Detection annotation records
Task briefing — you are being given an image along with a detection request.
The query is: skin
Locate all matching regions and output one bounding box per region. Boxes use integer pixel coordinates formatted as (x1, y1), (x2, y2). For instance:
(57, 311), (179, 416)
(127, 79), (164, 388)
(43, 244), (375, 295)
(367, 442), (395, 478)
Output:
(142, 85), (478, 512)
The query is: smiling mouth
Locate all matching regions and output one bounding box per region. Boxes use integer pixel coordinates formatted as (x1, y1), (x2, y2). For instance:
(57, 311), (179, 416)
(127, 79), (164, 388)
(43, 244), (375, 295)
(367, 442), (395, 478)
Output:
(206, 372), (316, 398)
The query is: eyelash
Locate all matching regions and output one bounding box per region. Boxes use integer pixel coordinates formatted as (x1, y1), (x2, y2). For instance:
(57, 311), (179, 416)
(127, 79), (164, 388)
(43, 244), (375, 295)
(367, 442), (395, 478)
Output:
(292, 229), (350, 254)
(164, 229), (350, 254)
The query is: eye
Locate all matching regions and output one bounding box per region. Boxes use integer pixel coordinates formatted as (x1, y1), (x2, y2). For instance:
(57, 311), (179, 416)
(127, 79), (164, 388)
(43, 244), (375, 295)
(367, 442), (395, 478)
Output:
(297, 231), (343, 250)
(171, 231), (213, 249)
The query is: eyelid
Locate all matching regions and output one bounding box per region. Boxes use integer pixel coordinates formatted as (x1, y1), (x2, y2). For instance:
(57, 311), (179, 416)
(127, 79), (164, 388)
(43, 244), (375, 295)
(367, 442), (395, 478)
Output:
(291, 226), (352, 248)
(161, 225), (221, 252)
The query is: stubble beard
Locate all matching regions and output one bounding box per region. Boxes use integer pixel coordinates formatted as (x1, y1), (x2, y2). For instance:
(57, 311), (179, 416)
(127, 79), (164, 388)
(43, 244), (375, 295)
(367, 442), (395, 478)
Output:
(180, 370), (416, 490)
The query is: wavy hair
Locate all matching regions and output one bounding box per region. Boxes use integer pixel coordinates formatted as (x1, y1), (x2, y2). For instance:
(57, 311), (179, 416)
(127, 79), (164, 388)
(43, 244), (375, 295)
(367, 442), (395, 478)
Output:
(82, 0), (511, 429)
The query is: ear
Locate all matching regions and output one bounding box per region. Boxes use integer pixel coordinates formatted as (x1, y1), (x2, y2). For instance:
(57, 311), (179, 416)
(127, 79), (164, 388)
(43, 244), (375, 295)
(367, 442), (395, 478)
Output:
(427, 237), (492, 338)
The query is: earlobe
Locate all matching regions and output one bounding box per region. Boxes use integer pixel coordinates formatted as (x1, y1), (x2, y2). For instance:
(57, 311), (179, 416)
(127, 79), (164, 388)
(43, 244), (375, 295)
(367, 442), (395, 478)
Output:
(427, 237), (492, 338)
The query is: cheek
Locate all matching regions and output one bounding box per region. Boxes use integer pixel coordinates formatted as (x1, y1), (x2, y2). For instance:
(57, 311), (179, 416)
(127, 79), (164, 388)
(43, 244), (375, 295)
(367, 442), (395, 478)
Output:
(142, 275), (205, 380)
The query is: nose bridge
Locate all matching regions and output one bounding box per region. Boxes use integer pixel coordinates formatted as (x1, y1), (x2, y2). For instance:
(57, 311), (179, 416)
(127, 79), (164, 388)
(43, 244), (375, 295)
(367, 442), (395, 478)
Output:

= Aim of the exercise =
Count the lines in the data above that contain the string "query", treating uppercase and lowercase as different. Reply with the number alone.

= Correct result =
11